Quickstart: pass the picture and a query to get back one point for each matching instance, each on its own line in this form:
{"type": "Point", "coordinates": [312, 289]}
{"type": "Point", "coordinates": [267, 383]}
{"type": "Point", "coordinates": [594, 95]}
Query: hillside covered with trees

+ + + +

TASK TO CARRY OUT: Lines in the data holding the word "type": count them and say how many, nothing more.

RESULT OF THIS EXERCISE: 3